(Collected data entries)
-- start --
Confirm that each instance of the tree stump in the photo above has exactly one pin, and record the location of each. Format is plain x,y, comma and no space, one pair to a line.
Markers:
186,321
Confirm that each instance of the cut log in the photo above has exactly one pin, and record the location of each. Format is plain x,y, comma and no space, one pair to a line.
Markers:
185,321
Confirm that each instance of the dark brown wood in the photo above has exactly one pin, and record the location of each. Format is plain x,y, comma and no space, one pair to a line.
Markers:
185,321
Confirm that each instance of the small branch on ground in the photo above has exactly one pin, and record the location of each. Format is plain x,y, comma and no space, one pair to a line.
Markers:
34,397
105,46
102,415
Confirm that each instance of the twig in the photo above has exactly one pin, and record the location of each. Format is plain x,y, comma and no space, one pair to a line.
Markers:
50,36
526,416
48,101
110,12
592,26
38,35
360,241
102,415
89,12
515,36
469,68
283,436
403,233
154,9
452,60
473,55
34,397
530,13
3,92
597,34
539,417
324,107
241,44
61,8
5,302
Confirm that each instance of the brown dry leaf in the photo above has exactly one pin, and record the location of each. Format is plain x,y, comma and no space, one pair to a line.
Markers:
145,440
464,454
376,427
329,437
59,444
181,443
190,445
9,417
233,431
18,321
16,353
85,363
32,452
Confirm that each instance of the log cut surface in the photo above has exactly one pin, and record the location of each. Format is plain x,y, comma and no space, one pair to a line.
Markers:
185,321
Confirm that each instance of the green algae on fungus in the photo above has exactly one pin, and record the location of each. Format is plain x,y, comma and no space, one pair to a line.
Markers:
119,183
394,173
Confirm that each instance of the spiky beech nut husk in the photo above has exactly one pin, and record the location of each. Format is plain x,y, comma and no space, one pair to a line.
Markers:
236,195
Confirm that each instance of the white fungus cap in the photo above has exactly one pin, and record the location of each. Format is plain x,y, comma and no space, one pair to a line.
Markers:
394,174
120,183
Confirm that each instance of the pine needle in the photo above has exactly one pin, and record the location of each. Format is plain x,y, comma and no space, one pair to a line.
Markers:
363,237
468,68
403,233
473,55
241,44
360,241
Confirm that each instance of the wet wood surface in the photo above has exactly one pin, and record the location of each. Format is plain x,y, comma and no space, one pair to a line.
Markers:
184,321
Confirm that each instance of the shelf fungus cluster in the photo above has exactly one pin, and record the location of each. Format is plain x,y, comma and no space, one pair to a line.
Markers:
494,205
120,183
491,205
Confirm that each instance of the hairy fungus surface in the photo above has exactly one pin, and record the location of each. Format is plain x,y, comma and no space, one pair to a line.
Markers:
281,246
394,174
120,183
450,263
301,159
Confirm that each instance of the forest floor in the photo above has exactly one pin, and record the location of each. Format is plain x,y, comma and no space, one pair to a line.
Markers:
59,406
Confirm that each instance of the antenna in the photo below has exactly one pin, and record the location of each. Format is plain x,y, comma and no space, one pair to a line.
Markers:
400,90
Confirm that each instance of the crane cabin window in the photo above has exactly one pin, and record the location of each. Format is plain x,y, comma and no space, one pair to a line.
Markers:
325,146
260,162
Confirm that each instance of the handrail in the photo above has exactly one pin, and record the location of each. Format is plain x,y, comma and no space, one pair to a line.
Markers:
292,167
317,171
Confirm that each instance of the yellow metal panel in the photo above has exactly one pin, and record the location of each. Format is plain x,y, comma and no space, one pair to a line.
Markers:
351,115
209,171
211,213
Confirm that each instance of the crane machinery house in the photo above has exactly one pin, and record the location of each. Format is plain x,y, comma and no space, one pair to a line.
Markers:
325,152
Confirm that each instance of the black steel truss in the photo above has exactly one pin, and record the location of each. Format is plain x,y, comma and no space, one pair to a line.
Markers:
-- end --
Instructions for the task:
Please print all of the items above again, word for word and without any changes.

Task answer:
Confirm that each instance of the tree stump in the photo above has exactly one pin, and record the location of each. Format is plain x,y, comma and no space, one pair to a line.
Markers:
186,321
Confirm that each instance of the cut log in the photo above has exactly one pin, and record the location of each. Format is plain x,y, comma and no space, one pair to a line.
Markers:
185,321
Confirm that each instance of the dark brown wood in the photo above has exactly one pin, and record the location of each. Format is plain x,y, comma and no space, one pair to a line.
Markers:
185,321
Confirm that each instance of the small branch on ground in the photo above has exactly one pin, and record the location of each. Format is plain x,y, comma and no space, one pair to a line.
Markers:
34,397
105,46
102,415
Confirm that each instance of the twig in the photo above has exactly one pin, and record the location of each. Format is plain x,y, comma and no space, one pair to a line.
Markers:
50,36
526,416
48,101
110,12
592,26
38,35
360,241
102,415
89,12
515,36
469,68
283,436
403,233
154,9
452,60
473,55
34,397
530,13
3,92
597,34
539,417
324,107
241,44
61,8
5,302
Confirm that each instance of the brown dry leaf in the photo above has exactly one pin, and record the location of each. Format is plain x,y, comma and no space, one pair to a line.
Markers:
145,440
464,454
376,427
329,437
59,444
181,443
190,445
9,417
233,431
18,321
16,353
85,363
32,452
Confirm that each instance of the log cut surface in the photo above has exactly one pin, and record the location of each. Format is plain x,y, comma and no space, one pair to a line.
Markers:
185,321
Confirm that each instance of the green algae on fungus in the photo above has exactly one pin, and record the location of each. Format is plain x,y, comma and no space, one pair to a line.
Markers:
119,183
394,173
Confirm that each instance of the spiky beech nut husk in the photo above has exactly one pin, and record the location of each. Format is plain x,y, comma and no space, one pair to a line.
Markers:
236,195
Confirm that each instance of the white fungus cap in the photo above has exactly one pin, and record the location of each. Format is plain x,y, comma and no space, one pair to a line.
Markers:
394,174
120,183
Confirm that each instance of the pine needle in the photo above has exactly one pin, and record the location of each. Format is plain x,y, comma and no space, one pair to a line.
Markers:
363,237
468,68
403,233
473,55
241,44
360,241
Confirm that each instance of the wet wood surface in the photo above has exactly one pin, and record the location of each. Format is plain x,y, comma and no space, one pair to a line.
Markers:
184,321
Confirm that each instance of the shelf fungus cluster in the photo above has exactly one pin, and record the location of each. Format is plain x,y, comma and no space, one pair to a line.
Markers:
494,205
120,183
491,205
Confirm that each instance of the hairy fungus surface in the photo above has exactly one pin, and record the location of each. Format is plain x,y, comma and no space, one pair to a line.
Markers:
281,246
394,174
120,183
450,263
301,159
Confirm that each instance of the forest floor in the photo above has exactly one pin, and record the location of each. Format is plain x,y, comma and no space, one pair to a line.
Markers:
59,406
Confirm that each instance of the antenna in the photo below has exactly one pin, and record the location of each. Format is plain x,y, comma and no space, one pair to a line.
Markers:
400,90
Confirm that each instance of the crane cabin window in the photo above has exactly one pin, and record the location of each. Format is plain x,y, comma and no space, one pair to a line.
Markers:
325,146
260,162
Confirm that each instance of the handrail in the photo above has exactly one pin, and record the location of each. Format is plain x,y, comma and no space, one pair to a line.
Markers:
292,167
317,171
Confirm that each instance of the yellow metal panel in the photo above has exactly one pin, and record the location of each. Format is plain x,y, comma and no space, one pair to a line.
Markers:
351,115
209,171
211,213
Confirm that each instance of the crane machinery house in the photo above has exactly one pin, and record the location of each. Format is plain x,y, comma and no space, one pair to a line.
Markers:
325,152
Confirm that each instance of the black steel truss in the photo above has exactly one pin, and record the location of each. Format is plain x,y, comma and no space, one pair to a line.
Markers:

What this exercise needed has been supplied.